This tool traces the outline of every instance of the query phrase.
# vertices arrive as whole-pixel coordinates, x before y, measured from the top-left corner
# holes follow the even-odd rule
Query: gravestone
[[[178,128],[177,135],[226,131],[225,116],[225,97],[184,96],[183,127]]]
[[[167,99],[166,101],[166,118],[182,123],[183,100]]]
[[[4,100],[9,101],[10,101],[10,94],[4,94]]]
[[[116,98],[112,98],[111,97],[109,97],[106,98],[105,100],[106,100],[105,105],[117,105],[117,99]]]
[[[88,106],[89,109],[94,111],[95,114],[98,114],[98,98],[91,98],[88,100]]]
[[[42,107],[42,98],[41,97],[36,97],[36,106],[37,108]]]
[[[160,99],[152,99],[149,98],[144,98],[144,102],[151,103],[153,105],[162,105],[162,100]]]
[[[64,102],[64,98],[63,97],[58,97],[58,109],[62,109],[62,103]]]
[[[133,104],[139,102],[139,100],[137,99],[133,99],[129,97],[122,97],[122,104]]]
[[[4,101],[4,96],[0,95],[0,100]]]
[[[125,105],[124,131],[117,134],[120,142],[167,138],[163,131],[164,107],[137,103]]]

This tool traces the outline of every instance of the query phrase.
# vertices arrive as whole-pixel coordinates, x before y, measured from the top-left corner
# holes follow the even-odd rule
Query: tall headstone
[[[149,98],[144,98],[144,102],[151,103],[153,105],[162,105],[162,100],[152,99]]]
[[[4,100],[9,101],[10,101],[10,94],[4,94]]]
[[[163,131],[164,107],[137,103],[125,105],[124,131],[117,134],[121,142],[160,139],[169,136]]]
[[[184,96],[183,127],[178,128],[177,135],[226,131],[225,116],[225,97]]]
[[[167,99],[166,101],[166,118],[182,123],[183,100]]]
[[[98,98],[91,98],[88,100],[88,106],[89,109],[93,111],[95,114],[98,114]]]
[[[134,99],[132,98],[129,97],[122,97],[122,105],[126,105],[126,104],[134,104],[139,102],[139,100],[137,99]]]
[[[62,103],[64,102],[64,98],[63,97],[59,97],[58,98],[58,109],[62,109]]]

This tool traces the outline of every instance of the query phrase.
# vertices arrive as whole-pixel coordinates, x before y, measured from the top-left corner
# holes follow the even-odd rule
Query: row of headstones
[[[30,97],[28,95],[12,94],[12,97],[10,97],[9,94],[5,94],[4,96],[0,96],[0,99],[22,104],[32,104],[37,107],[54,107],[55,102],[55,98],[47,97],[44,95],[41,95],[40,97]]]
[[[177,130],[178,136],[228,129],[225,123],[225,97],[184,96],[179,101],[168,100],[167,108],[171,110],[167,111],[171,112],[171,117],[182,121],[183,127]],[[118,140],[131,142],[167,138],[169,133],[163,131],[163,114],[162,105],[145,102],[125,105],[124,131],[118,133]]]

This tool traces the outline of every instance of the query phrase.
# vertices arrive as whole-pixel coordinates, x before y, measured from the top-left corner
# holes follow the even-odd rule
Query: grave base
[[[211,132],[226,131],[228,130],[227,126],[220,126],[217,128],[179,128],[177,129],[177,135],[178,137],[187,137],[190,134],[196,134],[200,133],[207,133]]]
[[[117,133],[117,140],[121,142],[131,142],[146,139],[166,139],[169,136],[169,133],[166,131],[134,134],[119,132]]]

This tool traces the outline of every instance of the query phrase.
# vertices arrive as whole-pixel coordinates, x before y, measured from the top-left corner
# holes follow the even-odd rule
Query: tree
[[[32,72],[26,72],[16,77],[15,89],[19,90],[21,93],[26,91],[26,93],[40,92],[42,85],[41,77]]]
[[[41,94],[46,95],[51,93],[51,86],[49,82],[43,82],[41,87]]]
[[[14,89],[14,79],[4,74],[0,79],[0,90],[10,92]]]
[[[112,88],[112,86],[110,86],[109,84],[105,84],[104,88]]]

* * * * *

Copy the entries word for word, beginning with their first line and continuing through the line that contains "[[[64,102],[64,98],[63,97],[58,97],[58,109],[62,109],[62,103]]]".

REPLY:
This tool traces the outline of every instance of the query phrase.
# vertices arrive as whole-pixel coordinates, x before y, measured from the top-left corner
# holes follow the even-odd rule
Query: gravestone
[[[178,128],[177,135],[226,131],[225,116],[225,97],[184,96],[183,127]]]
[[[167,99],[166,101],[166,118],[182,123],[183,100]]]
[[[4,100],[9,101],[10,101],[10,94],[4,94]]]
[[[116,98],[112,98],[111,97],[109,97],[106,98],[105,100],[106,100],[105,105],[117,105],[117,99]]]
[[[88,106],[89,109],[94,111],[95,114],[98,114],[98,98],[91,98],[88,100]]]
[[[42,107],[42,98],[41,97],[36,97],[36,106],[37,108]]]
[[[160,99],[152,99],[149,98],[144,98],[144,102],[151,103],[153,105],[162,105],[162,100]]]
[[[64,102],[64,98],[63,97],[58,97],[58,109],[62,109],[62,103]]]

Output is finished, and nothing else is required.